> Input for this task:
<<<<
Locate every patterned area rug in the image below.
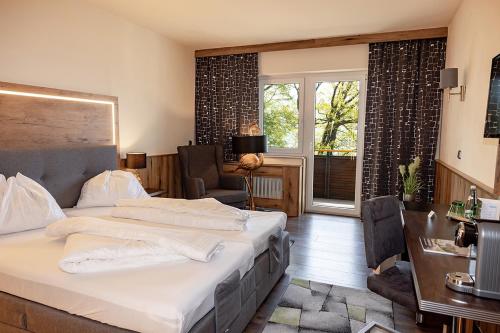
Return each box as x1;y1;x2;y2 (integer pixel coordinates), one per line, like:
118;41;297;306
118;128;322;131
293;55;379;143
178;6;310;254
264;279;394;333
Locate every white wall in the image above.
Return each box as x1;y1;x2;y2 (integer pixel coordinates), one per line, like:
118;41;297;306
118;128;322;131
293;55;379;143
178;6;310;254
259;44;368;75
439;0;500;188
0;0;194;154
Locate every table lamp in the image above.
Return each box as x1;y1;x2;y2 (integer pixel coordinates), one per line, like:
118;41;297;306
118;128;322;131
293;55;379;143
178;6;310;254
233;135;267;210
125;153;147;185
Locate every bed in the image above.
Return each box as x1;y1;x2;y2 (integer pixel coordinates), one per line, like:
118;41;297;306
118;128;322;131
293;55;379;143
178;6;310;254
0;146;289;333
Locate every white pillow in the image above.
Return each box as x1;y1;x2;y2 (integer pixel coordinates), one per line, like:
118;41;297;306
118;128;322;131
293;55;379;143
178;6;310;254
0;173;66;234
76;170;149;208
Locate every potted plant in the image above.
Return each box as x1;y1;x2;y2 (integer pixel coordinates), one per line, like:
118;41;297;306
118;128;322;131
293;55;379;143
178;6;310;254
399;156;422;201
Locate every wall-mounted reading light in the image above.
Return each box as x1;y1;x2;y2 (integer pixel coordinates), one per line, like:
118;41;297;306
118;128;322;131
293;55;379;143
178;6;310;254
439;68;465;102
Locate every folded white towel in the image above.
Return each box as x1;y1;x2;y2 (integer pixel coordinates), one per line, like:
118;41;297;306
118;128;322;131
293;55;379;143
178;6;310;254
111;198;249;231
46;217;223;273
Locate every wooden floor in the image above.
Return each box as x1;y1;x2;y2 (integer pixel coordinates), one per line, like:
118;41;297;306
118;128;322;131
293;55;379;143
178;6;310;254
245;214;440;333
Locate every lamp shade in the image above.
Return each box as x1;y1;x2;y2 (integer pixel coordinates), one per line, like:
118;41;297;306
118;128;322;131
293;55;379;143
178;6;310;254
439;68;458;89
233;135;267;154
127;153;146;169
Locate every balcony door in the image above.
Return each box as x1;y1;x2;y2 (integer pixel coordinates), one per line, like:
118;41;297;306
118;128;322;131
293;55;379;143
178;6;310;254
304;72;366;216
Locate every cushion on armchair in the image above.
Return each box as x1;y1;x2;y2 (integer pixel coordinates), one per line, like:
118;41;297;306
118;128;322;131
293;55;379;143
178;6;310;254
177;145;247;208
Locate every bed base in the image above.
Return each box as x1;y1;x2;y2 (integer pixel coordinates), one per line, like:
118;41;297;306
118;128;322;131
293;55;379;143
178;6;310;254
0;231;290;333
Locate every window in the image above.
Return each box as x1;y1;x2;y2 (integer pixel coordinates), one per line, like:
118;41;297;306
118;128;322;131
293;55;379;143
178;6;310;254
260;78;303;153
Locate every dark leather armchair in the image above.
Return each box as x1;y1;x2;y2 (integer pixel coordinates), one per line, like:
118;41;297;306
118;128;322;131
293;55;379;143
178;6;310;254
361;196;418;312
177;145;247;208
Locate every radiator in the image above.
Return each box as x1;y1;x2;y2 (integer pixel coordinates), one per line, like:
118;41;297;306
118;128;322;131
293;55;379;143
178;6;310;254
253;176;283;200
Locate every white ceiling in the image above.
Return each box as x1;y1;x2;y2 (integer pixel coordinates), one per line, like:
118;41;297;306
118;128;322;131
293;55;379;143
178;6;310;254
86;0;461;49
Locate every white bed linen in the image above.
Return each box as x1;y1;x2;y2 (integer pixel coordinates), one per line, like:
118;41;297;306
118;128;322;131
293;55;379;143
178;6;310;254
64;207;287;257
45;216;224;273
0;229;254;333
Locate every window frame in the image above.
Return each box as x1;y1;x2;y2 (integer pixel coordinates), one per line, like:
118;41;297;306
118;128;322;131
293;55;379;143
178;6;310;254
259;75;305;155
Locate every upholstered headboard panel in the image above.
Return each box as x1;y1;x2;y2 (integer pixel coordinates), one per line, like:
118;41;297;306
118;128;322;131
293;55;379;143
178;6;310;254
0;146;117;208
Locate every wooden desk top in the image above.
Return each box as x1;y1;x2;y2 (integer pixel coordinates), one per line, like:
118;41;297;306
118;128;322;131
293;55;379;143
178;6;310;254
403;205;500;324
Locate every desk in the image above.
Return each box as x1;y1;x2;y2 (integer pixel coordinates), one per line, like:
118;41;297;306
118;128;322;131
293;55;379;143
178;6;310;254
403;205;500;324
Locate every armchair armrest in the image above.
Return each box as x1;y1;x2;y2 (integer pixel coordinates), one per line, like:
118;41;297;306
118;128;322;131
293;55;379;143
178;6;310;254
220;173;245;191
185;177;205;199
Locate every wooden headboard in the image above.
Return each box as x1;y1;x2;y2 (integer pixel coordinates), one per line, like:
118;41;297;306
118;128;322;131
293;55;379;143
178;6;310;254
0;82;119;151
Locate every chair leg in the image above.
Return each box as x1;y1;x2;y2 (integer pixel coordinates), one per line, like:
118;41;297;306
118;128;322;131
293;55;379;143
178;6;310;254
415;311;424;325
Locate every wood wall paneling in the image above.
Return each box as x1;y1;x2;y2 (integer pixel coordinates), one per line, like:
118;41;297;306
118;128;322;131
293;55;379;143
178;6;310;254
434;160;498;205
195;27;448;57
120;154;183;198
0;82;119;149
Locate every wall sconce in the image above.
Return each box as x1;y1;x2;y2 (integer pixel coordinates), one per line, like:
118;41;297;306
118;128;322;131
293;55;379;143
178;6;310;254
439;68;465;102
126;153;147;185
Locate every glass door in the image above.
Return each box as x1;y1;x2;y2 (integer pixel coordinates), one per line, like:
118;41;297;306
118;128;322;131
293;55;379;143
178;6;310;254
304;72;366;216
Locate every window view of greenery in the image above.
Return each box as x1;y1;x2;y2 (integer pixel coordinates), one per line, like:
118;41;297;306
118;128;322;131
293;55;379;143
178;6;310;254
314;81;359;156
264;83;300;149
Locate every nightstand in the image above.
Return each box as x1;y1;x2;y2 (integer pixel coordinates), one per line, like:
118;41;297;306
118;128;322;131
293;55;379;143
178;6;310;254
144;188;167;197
>>>>
<<<<
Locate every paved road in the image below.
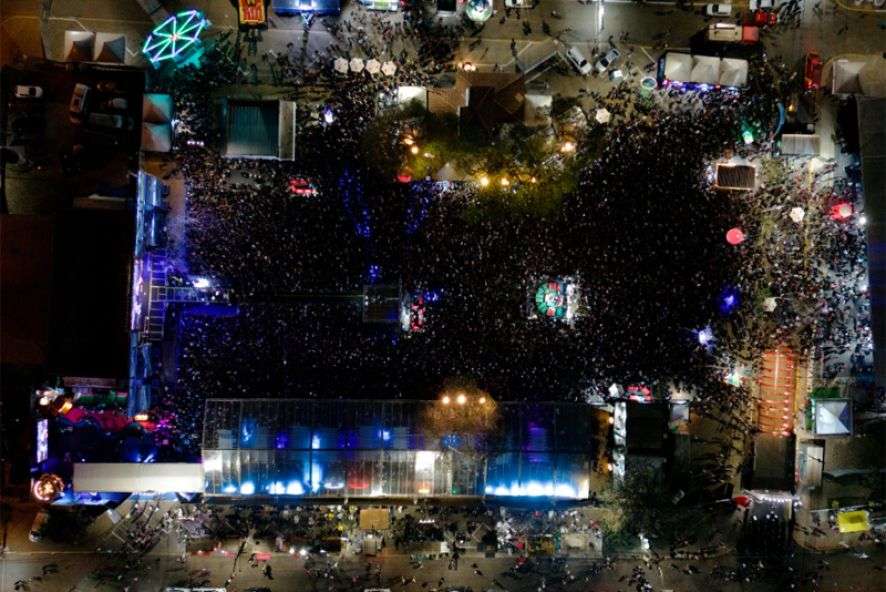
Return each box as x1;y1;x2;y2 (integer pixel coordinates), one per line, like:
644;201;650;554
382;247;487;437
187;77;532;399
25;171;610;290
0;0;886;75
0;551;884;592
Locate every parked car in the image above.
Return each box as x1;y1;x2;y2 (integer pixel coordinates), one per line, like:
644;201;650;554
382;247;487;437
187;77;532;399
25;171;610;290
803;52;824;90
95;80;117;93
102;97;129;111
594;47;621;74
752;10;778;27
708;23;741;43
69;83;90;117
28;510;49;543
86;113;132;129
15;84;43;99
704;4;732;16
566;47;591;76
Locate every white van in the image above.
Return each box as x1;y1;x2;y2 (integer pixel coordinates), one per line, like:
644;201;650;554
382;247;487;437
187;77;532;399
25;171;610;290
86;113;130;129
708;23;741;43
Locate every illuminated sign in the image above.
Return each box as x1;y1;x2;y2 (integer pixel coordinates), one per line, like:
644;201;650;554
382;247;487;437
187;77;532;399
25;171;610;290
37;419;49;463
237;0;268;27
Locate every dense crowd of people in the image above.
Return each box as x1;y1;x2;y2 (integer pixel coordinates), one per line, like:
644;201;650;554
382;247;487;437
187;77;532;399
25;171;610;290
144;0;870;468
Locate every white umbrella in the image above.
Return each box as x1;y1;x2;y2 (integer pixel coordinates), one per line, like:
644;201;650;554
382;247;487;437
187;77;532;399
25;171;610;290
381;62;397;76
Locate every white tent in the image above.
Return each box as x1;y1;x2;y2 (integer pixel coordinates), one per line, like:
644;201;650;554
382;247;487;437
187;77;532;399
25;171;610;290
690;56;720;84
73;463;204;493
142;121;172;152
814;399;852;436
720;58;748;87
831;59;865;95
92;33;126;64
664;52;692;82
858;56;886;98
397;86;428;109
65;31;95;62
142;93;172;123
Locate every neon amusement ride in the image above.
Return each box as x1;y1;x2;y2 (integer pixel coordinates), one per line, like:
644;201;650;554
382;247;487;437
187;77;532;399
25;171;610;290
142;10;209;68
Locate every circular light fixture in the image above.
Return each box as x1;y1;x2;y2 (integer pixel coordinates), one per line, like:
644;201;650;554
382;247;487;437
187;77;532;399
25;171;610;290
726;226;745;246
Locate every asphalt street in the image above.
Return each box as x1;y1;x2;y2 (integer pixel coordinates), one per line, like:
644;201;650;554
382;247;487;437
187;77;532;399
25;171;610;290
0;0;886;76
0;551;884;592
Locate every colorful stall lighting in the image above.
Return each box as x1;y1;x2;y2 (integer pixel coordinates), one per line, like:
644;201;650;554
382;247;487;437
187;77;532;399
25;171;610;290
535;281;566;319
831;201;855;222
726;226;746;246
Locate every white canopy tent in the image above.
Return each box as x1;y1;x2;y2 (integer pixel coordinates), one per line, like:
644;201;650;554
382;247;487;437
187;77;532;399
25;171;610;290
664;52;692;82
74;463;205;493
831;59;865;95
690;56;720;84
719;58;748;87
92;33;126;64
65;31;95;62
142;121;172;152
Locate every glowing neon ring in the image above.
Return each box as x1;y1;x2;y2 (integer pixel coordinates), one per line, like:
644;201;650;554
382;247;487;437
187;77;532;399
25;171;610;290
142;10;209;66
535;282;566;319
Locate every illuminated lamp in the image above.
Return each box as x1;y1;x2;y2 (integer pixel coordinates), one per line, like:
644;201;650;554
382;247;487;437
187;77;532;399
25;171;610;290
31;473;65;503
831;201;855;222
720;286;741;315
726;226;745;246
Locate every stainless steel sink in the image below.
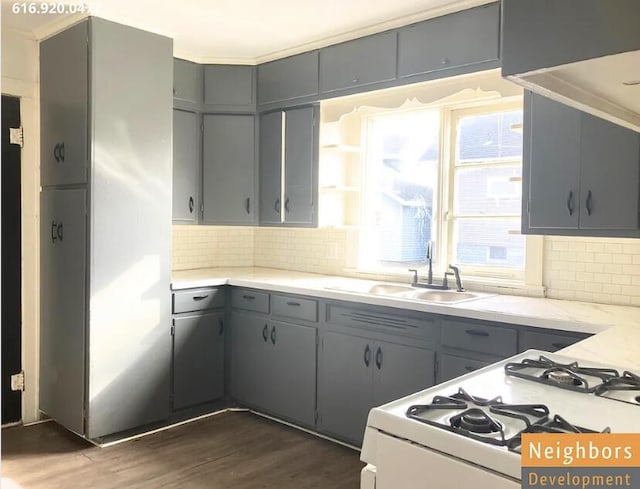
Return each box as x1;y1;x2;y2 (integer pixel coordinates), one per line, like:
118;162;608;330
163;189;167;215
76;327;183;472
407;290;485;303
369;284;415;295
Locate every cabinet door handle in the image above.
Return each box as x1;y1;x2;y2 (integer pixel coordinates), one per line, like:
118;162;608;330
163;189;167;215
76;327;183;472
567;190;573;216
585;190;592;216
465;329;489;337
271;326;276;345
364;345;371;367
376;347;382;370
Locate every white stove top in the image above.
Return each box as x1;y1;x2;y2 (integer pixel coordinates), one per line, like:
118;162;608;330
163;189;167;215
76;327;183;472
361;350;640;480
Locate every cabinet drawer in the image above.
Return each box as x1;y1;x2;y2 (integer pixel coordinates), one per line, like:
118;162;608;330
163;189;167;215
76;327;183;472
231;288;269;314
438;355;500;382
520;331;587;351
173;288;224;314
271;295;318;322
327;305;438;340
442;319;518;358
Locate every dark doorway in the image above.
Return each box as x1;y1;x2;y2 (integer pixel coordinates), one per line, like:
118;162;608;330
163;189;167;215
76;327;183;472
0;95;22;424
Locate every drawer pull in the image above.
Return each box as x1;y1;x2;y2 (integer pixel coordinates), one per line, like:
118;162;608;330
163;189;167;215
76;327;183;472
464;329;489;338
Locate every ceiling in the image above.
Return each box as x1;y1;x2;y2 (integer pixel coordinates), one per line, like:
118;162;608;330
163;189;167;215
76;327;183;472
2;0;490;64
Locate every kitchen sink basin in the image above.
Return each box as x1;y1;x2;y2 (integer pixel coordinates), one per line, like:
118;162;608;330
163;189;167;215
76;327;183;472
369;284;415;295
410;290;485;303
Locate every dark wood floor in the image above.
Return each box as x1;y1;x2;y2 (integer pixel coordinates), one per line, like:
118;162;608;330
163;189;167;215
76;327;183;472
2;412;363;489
>>>>
<<<<
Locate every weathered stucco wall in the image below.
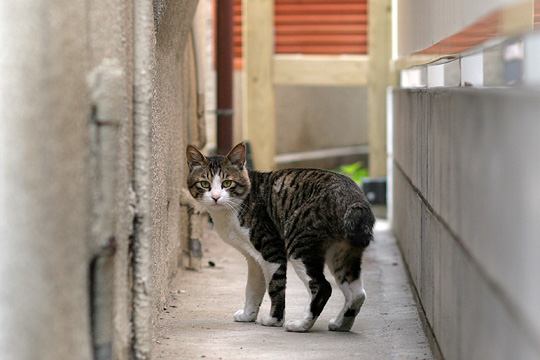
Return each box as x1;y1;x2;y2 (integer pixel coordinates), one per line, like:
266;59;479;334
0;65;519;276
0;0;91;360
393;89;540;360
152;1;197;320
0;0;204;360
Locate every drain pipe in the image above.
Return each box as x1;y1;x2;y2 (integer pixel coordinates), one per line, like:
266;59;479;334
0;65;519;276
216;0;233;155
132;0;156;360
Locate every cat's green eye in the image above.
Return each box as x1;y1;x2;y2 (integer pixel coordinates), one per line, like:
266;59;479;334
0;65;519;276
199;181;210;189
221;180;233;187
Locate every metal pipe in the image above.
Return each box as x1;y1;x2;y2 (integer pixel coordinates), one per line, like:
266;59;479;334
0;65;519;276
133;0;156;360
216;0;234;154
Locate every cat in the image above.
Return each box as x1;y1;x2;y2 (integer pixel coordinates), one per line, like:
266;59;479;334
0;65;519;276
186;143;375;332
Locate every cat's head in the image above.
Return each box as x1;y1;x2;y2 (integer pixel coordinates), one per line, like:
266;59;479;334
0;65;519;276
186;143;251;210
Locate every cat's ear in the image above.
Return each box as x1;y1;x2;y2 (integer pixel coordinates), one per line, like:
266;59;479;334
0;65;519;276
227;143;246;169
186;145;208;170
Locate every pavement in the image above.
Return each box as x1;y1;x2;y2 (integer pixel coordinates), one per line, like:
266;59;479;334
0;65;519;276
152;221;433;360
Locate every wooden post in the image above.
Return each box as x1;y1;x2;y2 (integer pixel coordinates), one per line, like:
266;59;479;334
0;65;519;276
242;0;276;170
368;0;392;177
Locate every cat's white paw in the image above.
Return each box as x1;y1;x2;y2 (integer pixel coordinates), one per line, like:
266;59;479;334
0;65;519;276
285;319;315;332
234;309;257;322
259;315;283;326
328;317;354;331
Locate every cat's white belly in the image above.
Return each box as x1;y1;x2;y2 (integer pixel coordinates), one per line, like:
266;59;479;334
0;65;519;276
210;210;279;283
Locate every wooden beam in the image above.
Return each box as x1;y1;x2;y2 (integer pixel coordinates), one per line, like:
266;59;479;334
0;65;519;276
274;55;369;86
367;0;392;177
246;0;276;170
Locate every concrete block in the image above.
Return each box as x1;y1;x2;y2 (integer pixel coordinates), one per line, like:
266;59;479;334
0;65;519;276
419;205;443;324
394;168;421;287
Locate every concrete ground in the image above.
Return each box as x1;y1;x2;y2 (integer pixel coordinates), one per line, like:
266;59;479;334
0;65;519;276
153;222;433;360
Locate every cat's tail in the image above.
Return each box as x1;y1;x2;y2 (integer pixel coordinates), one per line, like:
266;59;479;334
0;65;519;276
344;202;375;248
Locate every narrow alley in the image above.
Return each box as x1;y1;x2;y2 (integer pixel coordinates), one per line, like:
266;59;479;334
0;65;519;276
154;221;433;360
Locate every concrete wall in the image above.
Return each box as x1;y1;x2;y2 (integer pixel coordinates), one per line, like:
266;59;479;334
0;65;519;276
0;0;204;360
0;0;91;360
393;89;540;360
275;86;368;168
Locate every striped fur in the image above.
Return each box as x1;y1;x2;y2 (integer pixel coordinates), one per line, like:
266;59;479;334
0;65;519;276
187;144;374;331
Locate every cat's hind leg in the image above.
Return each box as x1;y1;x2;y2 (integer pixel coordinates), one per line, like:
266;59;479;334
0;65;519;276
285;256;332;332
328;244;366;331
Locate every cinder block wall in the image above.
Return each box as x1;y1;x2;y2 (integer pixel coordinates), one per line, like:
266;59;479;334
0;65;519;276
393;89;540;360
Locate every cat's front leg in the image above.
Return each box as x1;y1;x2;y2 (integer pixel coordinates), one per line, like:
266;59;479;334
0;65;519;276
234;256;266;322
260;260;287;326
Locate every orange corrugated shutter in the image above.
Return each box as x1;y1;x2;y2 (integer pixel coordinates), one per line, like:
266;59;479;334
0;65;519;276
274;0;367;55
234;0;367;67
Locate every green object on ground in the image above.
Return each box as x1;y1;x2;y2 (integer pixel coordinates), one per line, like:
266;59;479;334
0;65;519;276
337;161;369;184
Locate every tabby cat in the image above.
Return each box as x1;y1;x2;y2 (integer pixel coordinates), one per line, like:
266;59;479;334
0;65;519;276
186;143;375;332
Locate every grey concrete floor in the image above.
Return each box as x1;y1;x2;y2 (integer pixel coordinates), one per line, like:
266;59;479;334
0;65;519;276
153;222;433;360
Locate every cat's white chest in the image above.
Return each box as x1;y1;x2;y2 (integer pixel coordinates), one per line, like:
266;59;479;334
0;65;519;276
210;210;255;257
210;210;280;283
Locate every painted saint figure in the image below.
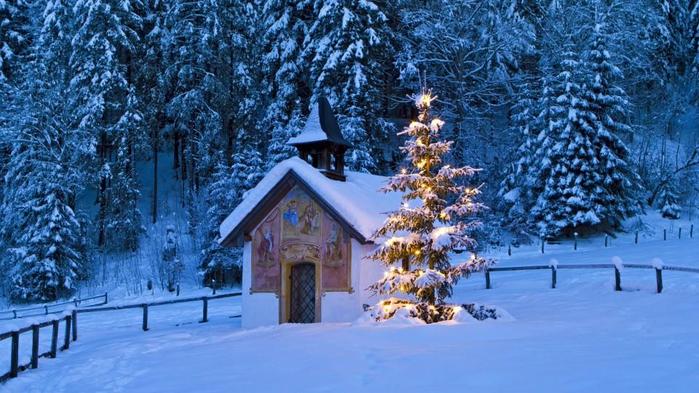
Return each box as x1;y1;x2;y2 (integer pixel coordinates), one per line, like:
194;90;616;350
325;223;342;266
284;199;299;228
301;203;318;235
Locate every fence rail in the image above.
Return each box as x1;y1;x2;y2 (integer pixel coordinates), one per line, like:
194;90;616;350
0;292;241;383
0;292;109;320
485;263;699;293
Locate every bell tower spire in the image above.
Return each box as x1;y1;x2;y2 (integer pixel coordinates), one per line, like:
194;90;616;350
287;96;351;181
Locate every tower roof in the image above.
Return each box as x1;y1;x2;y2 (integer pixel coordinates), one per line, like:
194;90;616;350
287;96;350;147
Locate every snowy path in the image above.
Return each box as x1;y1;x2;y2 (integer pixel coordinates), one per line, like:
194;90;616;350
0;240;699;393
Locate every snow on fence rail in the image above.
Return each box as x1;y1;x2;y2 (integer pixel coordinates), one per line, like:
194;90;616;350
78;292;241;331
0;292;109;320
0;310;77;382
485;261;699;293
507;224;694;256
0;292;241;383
>>>>
> Requirements:
Write out the entries above word for word, beginning at the line that contains "Locate every colorful" and stopping after the line that contains "726;226;746;246".

> Response to the task:
Locate every colorful stall lighting in the image above.
Return each box as x1;y1;x2;y2 (integer pixel coordinates), one per line, like:
644;201;650;554
382;247;487;437
187;77;532;399
25;171;610;290
535;281;566;319
831;201;855;222
726;226;746;246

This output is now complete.